What the task asks:
Could you retype all of the entries exactly, without their pictures?

Extracted entries:
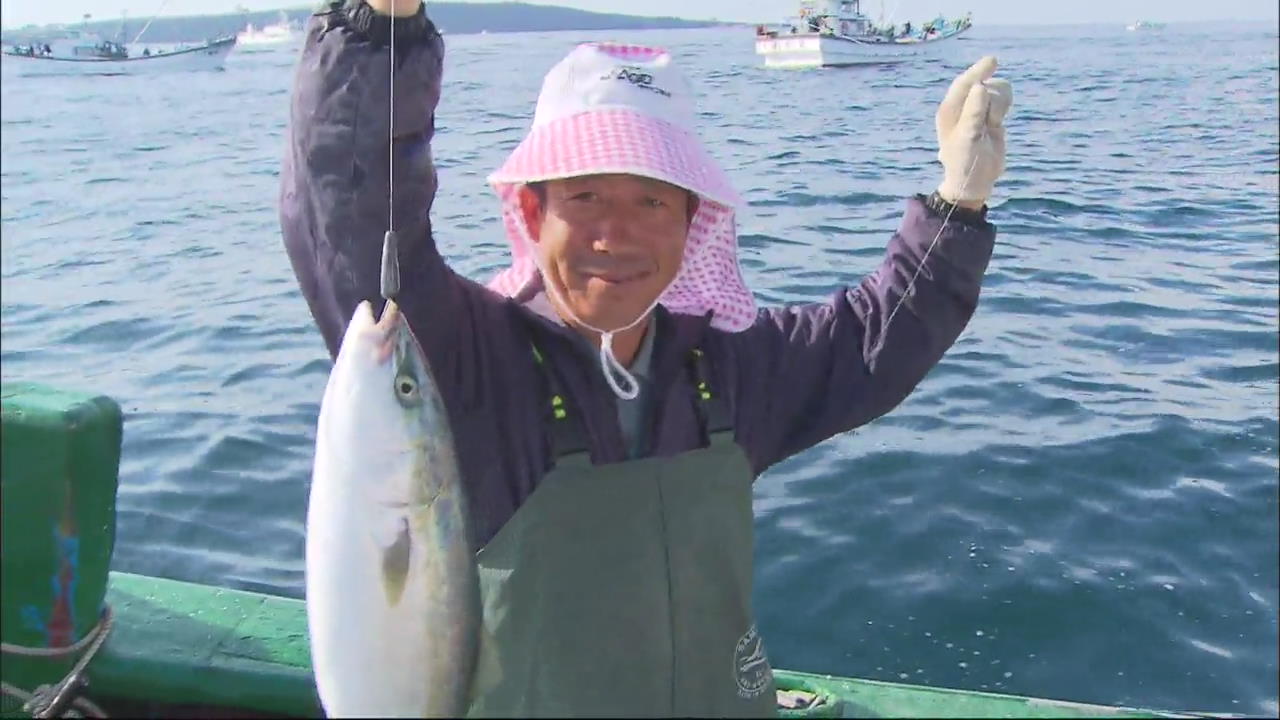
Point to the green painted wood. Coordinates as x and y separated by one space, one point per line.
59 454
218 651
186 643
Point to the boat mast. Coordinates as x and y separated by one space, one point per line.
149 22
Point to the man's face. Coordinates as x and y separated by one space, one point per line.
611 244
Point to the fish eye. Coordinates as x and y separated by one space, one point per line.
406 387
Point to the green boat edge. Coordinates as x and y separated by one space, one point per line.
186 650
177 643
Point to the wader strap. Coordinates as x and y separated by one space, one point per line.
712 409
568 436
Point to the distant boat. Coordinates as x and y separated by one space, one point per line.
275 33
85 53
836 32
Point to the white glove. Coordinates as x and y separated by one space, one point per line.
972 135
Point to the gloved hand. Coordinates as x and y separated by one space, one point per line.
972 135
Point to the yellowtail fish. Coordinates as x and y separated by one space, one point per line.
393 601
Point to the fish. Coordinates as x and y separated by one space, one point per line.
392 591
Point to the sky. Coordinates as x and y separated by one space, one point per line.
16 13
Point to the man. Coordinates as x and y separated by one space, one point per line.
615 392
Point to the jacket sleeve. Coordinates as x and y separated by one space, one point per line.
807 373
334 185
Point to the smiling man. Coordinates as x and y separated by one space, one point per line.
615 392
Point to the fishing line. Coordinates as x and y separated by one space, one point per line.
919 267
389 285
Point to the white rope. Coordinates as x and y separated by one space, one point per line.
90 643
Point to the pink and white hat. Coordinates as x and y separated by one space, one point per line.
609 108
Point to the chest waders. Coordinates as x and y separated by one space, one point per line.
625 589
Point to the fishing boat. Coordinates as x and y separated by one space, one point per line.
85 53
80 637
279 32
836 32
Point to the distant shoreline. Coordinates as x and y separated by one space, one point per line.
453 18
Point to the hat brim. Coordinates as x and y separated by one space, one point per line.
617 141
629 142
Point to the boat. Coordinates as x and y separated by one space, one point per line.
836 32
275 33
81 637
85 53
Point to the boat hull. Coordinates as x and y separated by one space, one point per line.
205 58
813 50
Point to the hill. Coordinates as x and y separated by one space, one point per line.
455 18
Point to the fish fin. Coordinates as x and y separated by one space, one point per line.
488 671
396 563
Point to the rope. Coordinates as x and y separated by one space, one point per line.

Output for this exercise:
Point to the green painted wood. Coordinates as x and y separated by one space, one point per line.
59 454
218 651
186 643
Point to the boat mast. Coordinates as x and y separated by one space, one point per line.
149 22
Point to the man's face. Coordinates as x and y separated by one space, one point per line.
611 244
Point to the fish eye. Coordinates as x and y separated by one space, one point per line.
406 387
Point to the green boat edge. Coordinates as x and y separated by one space, one point per line.
186 650
177 643
Point to the wader strap. Coordinates as x and y separated by one space, one point per line.
712 409
568 436
Point to the distant boat. Coordinates as x and y separated by one space, one point per line.
275 33
85 53
836 32
Point to the white glove. Coordinates as x and y separated by one space, one point per line.
972 135
Point to the gloved hand. Coordinates as x and y separated by one space, one point per line.
972 135
Point to the yellowtail fish. Coordinates as x and y separated by one space, one point per line.
393 601
Point to the fish. Coordinates as x and y separated by one space, one point per line.
392 591
Point to the sky. Coordinates as x and y separated by one space, one point per line.
16 13
Point to the man. Coordinates as x and y separated by one space, one point per line.
615 392
Point to the jacket sleeve. Coordinates as x and y separated by one space, one point per line.
807 373
334 185
Point to the smiling man. Coordinates as x and y separated by one space, one point per line.
615 392
Point to the fishing line. Coordinates as x and y separated by one space, one point per line.
919 267
389 285
Point to the white rope. Coordinates as x and y separated by one space, one point per line.
90 643
Point to the pink and white hat. Coordinates as x and y separated by one space, one point per line.
609 108
Point to the chest waders. Coordinates as x and y separated by one space, one point per line.
625 589
Point to the fishing boat. Coordinates as x and y separated by one space, one point per line.
85 53
80 637
279 32
836 32
Point to the distant shoreline. Coordinates as x and y separated by one space, one point per line.
453 18
Point to the hat brim. Coordinates as x and y separated by one space, one point per line.
617 141
629 142
Point to the boat. Coordinates as x and y separated by one space, one point per line.
836 32
275 33
81 637
85 53
Point to the boat hull. Coordinates as x and y separated by one space, one point per line.
205 58
813 50
Point to the hill. Coordinates as x and y separated by one space, one point per line.
455 18
Point to the fish fin. Coordinates as x and y separated by one space, one point per line.
488 671
396 563
Point to the rope. Coordinates as x and y separated by one space, one point per line.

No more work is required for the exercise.